● **INSTRUCTION**:
How many lines in the rows below contain the string "pool"? Give only the number.

--- DATA PROVIDED ---

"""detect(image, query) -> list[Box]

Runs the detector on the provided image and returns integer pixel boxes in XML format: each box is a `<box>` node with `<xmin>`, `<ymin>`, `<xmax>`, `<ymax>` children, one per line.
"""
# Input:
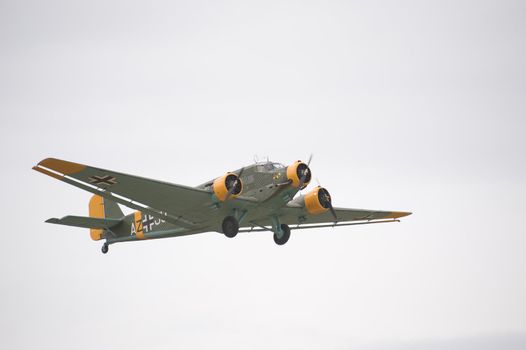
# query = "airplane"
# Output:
<box><xmin>33</xmin><ymin>155</ymin><xmax>411</xmax><ymax>254</ymax></box>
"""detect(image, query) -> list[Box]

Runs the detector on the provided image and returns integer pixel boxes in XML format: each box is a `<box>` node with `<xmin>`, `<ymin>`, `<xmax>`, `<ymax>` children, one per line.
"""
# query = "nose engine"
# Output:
<box><xmin>287</xmin><ymin>160</ymin><xmax>312</xmax><ymax>190</ymax></box>
<box><xmin>212</xmin><ymin>173</ymin><xmax>243</xmax><ymax>202</ymax></box>
<box><xmin>304</xmin><ymin>186</ymin><xmax>332</xmax><ymax>215</ymax></box>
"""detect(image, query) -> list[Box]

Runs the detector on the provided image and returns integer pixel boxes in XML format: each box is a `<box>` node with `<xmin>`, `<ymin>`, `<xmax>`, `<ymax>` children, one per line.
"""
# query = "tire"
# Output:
<box><xmin>274</xmin><ymin>224</ymin><xmax>290</xmax><ymax>245</ymax></box>
<box><xmin>221</xmin><ymin>216</ymin><xmax>239</xmax><ymax>238</ymax></box>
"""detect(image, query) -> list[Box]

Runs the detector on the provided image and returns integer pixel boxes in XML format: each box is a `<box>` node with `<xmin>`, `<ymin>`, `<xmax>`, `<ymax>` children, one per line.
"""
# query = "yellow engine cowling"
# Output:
<box><xmin>212</xmin><ymin>173</ymin><xmax>243</xmax><ymax>202</ymax></box>
<box><xmin>304</xmin><ymin>186</ymin><xmax>331</xmax><ymax>215</ymax></box>
<box><xmin>287</xmin><ymin>160</ymin><xmax>311</xmax><ymax>188</ymax></box>
<box><xmin>89</xmin><ymin>195</ymin><xmax>104</xmax><ymax>241</ymax></box>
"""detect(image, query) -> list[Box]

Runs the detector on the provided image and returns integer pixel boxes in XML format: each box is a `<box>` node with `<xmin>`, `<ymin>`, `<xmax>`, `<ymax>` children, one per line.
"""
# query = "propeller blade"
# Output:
<box><xmin>298</xmin><ymin>153</ymin><xmax>312</xmax><ymax>190</ymax></box>
<box><xmin>329</xmin><ymin>203</ymin><xmax>338</xmax><ymax>222</ymax></box>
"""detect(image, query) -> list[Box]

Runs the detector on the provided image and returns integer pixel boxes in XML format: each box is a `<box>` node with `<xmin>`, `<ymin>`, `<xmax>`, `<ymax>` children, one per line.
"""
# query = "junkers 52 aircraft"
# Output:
<box><xmin>33</xmin><ymin>158</ymin><xmax>411</xmax><ymax>253</ymax></box>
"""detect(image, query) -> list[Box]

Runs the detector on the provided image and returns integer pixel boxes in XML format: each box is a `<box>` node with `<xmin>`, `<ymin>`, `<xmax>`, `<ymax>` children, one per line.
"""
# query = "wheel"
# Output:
<box><xmin>274</xmin><ymin>224</ymin><xmax>290</xmax><ymax>245</ymax></box>
<box><xmin>221</xmin><ymin>216</ymin><xmax>239</xmax><ymax>238</ymax></box>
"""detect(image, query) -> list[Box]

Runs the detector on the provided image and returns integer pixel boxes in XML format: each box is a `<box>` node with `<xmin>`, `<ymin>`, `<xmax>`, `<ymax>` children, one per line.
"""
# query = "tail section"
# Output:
<box><xmin>89</xmin><ymin>195</ymin><xmax>124</xmax><ymax>241</ymax></box>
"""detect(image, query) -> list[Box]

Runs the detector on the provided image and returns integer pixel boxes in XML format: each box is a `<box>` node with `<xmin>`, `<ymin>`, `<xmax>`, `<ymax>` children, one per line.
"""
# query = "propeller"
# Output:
<box><xmin>298</xmin><ymin>153</ymin><xmax>312</xmax><ymax>190</ymax></box>
<box><xmin>225</xmin><ymin>168</ymin><xmax>245</xmax><ymax>201</ymax></box>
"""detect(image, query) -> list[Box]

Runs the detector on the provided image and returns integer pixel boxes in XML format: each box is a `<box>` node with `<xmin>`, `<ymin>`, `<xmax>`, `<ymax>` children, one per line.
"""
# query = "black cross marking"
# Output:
<box><xmin>88</xmin><ymin>175</ymin><xmax>117</xmax><ymax>185</ymax></box>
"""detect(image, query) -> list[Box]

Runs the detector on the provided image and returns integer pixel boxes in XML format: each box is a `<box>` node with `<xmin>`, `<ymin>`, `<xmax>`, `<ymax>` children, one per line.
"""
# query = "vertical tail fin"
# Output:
<box><xmin>89</xmin><ymin>195</ymin><xmax>124</xmax><ymax>241</ymax></box>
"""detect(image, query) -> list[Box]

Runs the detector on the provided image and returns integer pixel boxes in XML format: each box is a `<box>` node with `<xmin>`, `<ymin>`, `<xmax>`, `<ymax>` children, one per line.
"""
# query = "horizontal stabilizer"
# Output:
<box><xmin>46</xmin><ymin>215</ymin><xmax>122</xmax><ymax>229</ymax></box>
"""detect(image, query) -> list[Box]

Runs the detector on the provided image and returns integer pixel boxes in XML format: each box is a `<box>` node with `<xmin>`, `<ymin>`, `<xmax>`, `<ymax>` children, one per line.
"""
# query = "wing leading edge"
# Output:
<box><xmin>33</xmin><ymin>158</ymin><xmax>252</xmax><ymax>229</ymax></box>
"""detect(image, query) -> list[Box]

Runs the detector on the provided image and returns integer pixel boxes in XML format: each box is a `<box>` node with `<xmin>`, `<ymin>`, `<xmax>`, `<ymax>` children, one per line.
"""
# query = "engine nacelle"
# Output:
<box><xmin>304</xmin><ymin>186</ymin><xmax>331</xmax><ymax>215</ymax></box>
<box><xmin>212</xmin><ymin>173</ymin><xmax>243</xmax><ymax>202</ymax></box>
<box><xmin>287</xmin><ymin>160</ymin><xmax>312</xmax><ymax>188</ymax></box>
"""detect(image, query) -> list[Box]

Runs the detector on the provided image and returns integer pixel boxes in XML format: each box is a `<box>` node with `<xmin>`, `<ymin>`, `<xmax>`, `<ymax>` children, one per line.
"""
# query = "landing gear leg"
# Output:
<box><xmin>221</xmin><ymin>216</ymin><xmax>239</xmax><ymax>238</ymax></box>
<box><xmin>274</xmin><ymin>224</ymin><xmax>290</xmax><ymax>245</ymax></box>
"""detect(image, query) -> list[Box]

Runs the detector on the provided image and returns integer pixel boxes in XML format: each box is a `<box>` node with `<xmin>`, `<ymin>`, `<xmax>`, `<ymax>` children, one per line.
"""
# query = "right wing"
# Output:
<box><xmin>33</xmin><ymin>158</ymin><xmax>253</xmax><ymax>228</ymax></box>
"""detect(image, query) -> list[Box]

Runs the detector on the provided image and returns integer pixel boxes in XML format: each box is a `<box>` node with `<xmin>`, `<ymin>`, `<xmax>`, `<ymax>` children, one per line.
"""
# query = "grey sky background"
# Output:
<box><xmin>0</xmin><ymin>1</ymin><xmax>526</xmax><ymax>350</ymax></box>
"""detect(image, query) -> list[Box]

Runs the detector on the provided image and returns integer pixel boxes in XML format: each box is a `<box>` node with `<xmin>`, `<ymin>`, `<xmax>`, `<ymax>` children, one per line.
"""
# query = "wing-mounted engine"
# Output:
<box><xmin>303</xmin><ymin>186</ymin><xmax>332</xmax><ymax>215</ymax></box>
<box><xmin>212</xmin><ymin>173</ymin><xmax>243</xmax><ymax>202</ymax></box>
<box><xmin>287</xmin><ymin>160</ymin><xmax>312</xmax><ymax>190</ymax></box>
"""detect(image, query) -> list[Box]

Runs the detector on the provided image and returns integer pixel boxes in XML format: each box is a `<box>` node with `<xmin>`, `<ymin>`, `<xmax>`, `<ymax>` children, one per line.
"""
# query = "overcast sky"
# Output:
<box><xmin>0</xmin><ymin>0</ymin><xmax>526</xmax><ymax>350</ymax></box>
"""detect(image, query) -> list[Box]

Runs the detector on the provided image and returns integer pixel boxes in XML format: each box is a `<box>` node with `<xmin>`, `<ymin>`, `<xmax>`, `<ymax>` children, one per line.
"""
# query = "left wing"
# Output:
<box><xmin>244</xmin><ymin>205</ymin><xmax>412</xmax><ymax>231</ymax></box>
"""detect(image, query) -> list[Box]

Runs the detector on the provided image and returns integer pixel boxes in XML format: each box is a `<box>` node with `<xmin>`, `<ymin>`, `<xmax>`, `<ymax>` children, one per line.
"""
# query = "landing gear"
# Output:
<box><xmin>221</xmin><ymin>216</ymin><xmax>239</xmax><ymax>238</ymax></box>
<box><xmin>274</xmin><ymin>224</ymin><xmax>290</xmax><ymax>245</ymax></box>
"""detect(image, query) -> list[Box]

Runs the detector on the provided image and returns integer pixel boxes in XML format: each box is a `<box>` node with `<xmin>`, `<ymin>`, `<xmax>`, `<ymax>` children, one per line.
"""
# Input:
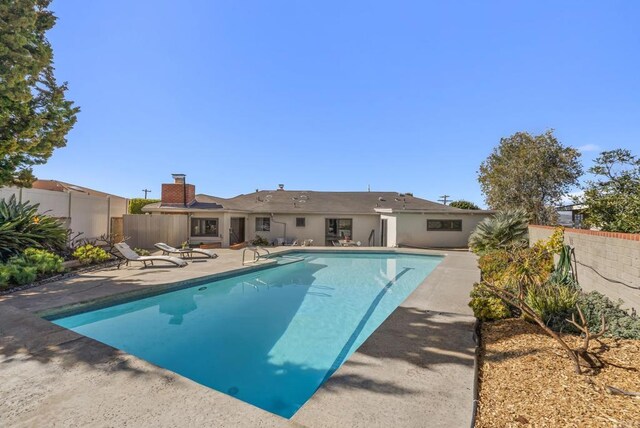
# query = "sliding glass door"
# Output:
<box><xmin>325</xmin><ymin>218</ymin><xmax>353</xmax><ymax>246</ymax></box>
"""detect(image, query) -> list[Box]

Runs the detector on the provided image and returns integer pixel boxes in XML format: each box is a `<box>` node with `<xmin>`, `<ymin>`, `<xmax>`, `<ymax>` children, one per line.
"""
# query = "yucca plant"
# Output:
<box><xmin>0</xmin><ymin>195</ymin><xmax>67</xmax><ymax>261</ymax></box>
<box><xmin>469</xmin><ymin>209</ymin><xmax>529</xmax><ymax>254</ymax></box>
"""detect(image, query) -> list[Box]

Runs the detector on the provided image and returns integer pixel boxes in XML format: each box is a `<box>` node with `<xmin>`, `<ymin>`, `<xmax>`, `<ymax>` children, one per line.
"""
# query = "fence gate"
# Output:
<box><xmin>123</xmin><ymin>214</ymin><xmax>189</xmax><ymax>249</ymax></box>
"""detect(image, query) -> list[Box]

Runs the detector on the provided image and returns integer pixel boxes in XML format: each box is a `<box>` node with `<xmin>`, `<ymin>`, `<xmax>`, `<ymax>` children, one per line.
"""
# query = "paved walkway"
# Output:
<box><xmin>0</xmin><ymin>249</ymin><xmax>479</xmax><ymax>427</ymax></box>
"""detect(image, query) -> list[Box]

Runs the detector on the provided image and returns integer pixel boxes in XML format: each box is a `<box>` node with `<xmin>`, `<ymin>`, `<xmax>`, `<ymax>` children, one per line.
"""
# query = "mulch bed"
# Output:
<box><xmin>476</xmin><ymin>319</ymin><xmax>640</xmax><ymax>427</ymax></box>
<box><xmin>0</xmin><ymin>260</ymin><xmax>118</xmax><ymax>296</ymax></box>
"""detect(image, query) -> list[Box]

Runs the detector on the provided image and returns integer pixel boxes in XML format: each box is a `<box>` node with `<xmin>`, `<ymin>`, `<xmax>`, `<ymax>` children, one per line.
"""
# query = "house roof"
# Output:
<box><xmin>31</xmin><ymin>180</ymin><xmax>121</xmax><ymax>198</ymax></box>
<box><xmin>143</xmin><ymin>190</ymin><xmax>490</xmax><ymax>214</ymax></box>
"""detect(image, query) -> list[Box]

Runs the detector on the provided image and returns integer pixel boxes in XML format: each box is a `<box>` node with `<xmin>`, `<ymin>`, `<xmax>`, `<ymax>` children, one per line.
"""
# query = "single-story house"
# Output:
<box><xmin>142</xmin><ymin>175</ymin><xmax>493</xmax><ymax>248</ymax></box>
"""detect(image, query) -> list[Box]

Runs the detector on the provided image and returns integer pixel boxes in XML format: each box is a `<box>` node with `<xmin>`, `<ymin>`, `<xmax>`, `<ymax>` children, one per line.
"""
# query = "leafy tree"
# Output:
<box><xmin>478</xmin><ymin>130</ymin><xmax>582</xmax><ymax>224</ymax></box>
<box><xmin>129</xmin><ymin>198</ymin><xmax>160</xmax><ymax>214</ymax></box>
<box><xmin>580</xmin><ymin>149</ymin><xmax>640</xmax><ymax>233</ymax></box>
<box><xmin>0</xmin><ymin>0</ymin><xmax>79</xmax><ymax>187</ymax></box>
<box><xmin>449</xmin><ymin>199</ymin><xmax>480</xmax><ymax>210</ymax></box>
<box><xmin>0</xmin><ymin>195</ymin><xmax>67</xmax><ymax>261</ymax></box>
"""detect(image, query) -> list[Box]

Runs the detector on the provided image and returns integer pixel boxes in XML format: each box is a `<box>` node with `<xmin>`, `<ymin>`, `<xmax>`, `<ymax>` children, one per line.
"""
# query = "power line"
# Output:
<box><xmin>438</xmin><ymin>195</ymin><xmax>451</xmax><ymax>205</ymax></box>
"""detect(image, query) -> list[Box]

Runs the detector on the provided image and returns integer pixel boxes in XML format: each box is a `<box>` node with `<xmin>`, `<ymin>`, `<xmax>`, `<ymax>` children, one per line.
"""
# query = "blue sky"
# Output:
<box><xmin>35</xmin><ymin>0</ymin><xmax>640</xmax><ymax>207</ymax></box>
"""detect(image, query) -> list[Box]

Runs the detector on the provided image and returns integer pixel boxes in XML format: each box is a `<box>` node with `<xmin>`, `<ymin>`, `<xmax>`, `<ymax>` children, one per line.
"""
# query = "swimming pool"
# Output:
<box><xmin>52</xmin><ymin>252</ymin><xmax>442</xmax><ymax>418</ymax></box>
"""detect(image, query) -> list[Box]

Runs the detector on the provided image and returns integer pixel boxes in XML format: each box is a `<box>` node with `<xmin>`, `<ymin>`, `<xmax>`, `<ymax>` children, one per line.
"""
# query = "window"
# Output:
<box><xmin>256</xmin><ymin>217</ymin><xmax>271</xmax><ymax>232</ymax></box>
<box><xmin>191</xmin><ymin>217</ymin><xmax>218</xmax><ymax>236</ymax></box>
<box><xmin>427</xmin><ymin>220</ymin><xmax>462</xmax><ymax>232</ymax></box>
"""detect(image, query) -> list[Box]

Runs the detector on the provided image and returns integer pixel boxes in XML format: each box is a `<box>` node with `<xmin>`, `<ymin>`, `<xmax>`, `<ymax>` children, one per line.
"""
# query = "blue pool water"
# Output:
<box><xmin>53</xmin><ymin>252</ymin><xmax>441</xmax><ymax>418</ymax></box>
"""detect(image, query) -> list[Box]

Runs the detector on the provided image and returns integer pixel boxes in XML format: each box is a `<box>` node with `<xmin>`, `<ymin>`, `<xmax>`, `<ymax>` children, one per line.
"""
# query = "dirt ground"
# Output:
<box><xmin>476</xmin><ymin>319</ymin><xmax>640</xmax><ymax>427</ymax></box>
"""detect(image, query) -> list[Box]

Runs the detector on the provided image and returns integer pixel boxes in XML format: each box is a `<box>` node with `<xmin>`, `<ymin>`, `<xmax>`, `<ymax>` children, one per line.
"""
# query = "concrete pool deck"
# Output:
<box><xmin>0</xmin><ymin>248</ymin><xmax>479</xmax><ymax>427</ymax></box>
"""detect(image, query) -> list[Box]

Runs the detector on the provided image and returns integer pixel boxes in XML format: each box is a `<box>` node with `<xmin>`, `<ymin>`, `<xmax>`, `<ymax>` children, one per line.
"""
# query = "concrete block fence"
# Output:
<box><xmin>529</xmin><ymin>225</ymin><xmax>640</xmax><ymax>312</ymax></box>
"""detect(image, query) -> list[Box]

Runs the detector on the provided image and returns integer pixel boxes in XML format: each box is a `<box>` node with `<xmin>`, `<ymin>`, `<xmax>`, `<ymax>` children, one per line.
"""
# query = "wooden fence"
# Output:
<box><xmin>123</xmin><ymin>214</ymin><xmax>189</xmax><ymax>249</ymax></box>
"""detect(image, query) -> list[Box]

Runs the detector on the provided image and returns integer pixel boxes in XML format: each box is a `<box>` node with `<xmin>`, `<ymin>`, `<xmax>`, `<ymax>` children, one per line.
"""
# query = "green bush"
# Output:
<box><xmin>6</xmin><ymin>262</ymin><xmax>38</xmax><ymax>285</ymax></box>
<box><xmin>469</xmin><ymin>210</ymin><xmax>529</xmax><ymax>254</ymax></box>
<box><xmin>0</xmin><ymin>248</ymin><xmax>64</xmax><ymax>288</ymax></box>
<box><xmin>524</xmin><ymin>283</ymin><xmax>580</xmax><ymax>331</ymax></box>
<box><xmin>469</xmin><ymin>283</ymin><xmax>512</xmax><ymax>321</ymax></box>
<box><xmin>0</xmin><ymin>265</ymin><xmax>11</xmax><ymax>290</ymax></box>
<box><xmin>73</xmin><ymin>244</ymin><xmax>111</xmax><ymax>265</ymax></box>
<box><xmin>129</xmin><ymin>198</ymin><xmax>160</xmax><ymax>214</ymax></box>
<box><xmin>0</xmin><ymin>195</ymin><xmax>67</xmax><ymax>261</ymax></box>
<box><xmin>21</xmin><ymin>248</ymin><xmax>64</xmax><ymax>275</ymax></box>
<box><xmin>478</xmin><ymin>250</ymin><xmax>511</xmax><ymax>283</ymax></box>
<box><xmin>578</xmin><ymin>291</ymin><xmax>640</xmax><ymax>339</ymax></box>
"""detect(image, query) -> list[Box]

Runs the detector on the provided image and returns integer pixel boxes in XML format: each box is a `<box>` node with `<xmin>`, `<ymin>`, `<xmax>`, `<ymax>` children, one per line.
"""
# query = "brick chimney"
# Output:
<box><xmin>161</xmin><ymin>174</ymin><xmax>196</xmax><ymax>206</ymax></box>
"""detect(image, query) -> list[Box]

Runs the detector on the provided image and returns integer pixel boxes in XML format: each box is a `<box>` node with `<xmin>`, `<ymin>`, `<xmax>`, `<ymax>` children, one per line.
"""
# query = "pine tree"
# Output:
<box><xmin>0</xmin><ymin>0</ymin><xmax>79</xmax><ymax>187</ymax></box>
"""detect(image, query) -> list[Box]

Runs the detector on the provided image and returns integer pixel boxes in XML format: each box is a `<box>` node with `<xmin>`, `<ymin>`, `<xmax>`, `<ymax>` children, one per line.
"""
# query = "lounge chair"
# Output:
<box><xmin>115</xmin><ymin>242</ymin><xmax>187</xmax><ymax>269</ymax></box>
<box><xmin>154</xmin><ymin>242</ymin><xmax>218</xmax><ymax>259</ymax></box>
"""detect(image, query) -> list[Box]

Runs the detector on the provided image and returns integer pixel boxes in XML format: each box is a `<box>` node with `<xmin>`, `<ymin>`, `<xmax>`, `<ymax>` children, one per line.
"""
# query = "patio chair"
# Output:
<box><xmin>115</xmin><ymin>242</ymin><xmax>187</xmax><ymax>269</ymax></box>
<box><xmin>153</xmin><ymin>242</ymin><xmax>218</xmax><ymax>259</ymax></box>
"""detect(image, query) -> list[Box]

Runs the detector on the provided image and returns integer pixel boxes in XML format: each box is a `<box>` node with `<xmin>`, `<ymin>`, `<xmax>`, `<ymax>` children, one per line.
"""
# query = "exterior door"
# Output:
<box><xmin>380</xmin><ymin>218</ymin><xmax>389</xmax><ymax>247</ymax></box>
<box><xmin>324</xmin><ymin>218</ymin><xmax>353</xmax><ymax>246</ymax></box>
<box><xmin>229</xmin><ymin>217</ymin><xmax>244</xmax><ymax>245</ymax></box>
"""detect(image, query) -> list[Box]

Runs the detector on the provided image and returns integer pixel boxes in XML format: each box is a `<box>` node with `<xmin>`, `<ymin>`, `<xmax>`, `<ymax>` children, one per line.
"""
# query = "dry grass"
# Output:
<box><xmin>476</xmin><ymin>319</ymin><xmax>640</xmax><ymax>428</ymax></box>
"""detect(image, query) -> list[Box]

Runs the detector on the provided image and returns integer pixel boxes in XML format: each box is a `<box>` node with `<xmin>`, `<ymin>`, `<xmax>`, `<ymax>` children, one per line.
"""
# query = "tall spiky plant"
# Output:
<box><xmin>0</xmin><ymin>195</ymin><xmax>67</xmax><ymax>261</ymax></box>
<box><xmin>469</xmin><ymin>209</ymin><xmax>529</xmax><ymax>254</ymax></box>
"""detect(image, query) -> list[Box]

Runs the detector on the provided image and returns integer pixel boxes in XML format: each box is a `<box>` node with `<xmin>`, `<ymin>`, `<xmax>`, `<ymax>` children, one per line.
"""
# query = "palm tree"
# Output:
<box><xmin>469</xmin><ymin>209</ymin><xmax>529</xmax><ymax>254</ymax></box>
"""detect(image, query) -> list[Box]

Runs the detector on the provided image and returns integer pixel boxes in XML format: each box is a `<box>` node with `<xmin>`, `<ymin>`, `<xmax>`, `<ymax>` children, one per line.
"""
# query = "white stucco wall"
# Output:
<box><xmin>396</xmin><ymin>213</ymin><xmax>489</xmax><ymax>248</ymax></box>
<box><xmin>0</xmin><ymin>187</ymin><xmax>127</xmax><ymax>239</ymax></box>
<box><xmin>378</xmin><ymin>214</ymin><xmax>398</xmax><ymax>247</ymax></box>
<box><xmin>247</xmin><ymin>213</ymin><xmax>380</xmax><ymax>246</ymax></box>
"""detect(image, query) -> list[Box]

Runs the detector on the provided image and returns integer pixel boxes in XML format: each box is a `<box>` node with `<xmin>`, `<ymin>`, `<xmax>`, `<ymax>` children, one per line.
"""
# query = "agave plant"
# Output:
<box><xmin>0</xmin><ymin>195</ymin><xmax>67</xmax><ymax>261</ymax></box>
<box><xmin>469</xmin><ymin>209</ymin><xmax>529</xmax><ymax>254</ymax></box>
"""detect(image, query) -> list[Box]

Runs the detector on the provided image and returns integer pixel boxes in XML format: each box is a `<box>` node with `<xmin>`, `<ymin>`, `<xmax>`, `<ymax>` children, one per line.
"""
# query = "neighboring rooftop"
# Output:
<box><xmin>31</xmin><ymin>180</ymin><xmax>121</xmax><ymax>197</ymax></box>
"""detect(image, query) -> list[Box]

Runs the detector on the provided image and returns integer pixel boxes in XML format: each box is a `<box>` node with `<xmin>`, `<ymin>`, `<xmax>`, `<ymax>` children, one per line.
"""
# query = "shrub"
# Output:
<box><xmin>0</xmin><ymin>265</ymin><xmax>11</xmax><ymax>290</ymax></box>
<box><xmin>22</xmin><ymin>248</ymin><xmax>64</xmax><ymax>275</ymax></box>
<box><xmin>524</xmin><ymin>283</ymin><xmax>579</xmax><ymax>331</ymax></box>
<box><xmin>478</xmin><ymin>246</ymin><xmax>554</xmax><ymax>290</ymax></box>
<box><xmin>251</xmin><ymin>235</ymin><xmax>269</xmax><ymax>247</ymax></box>
<box><xmin>469</xmin><ymin>210</ymin><xmax>529</xmax><ymax>254</ymax></box>
<box><xmin>469</xmin><ymin>283</ymin><xmax>512</xmax><ymax>321</ymax></box>
<box><xmin>0</xmin><ymin>195</ymin><xmax>67</xmax><ymax>260</ymax></box>
<box><xmin>478</xmin><ymin>250</ymin><xmax>511</xmax><ymax>282</ymax></box>
<box><xmin>578</xmin><ymin>291</ymin><xmax>640</xmax><ymax>339</ymax></box>
<box><xmin>6</xmin><ymin>262</ymin><xmax>38</xmax><ymax>285</ymax></box>
<box><xmin>73</xmin><ymin>244</ymin><xmax>111</xmax><ymax>265</ymax></box>
<box><xmin>129</xmin><ymin>198</ymin><xmax>160</xmax><ymax>214</ymax></box>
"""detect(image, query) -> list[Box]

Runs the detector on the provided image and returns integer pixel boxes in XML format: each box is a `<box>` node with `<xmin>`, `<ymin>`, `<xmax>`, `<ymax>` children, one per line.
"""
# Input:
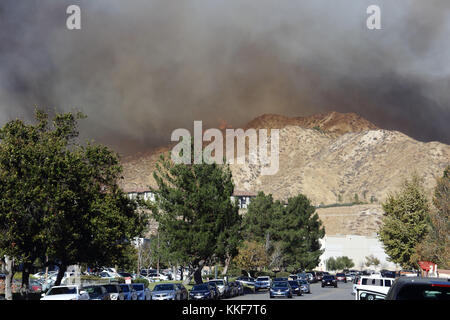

---

● **FINAL RESULT**:
3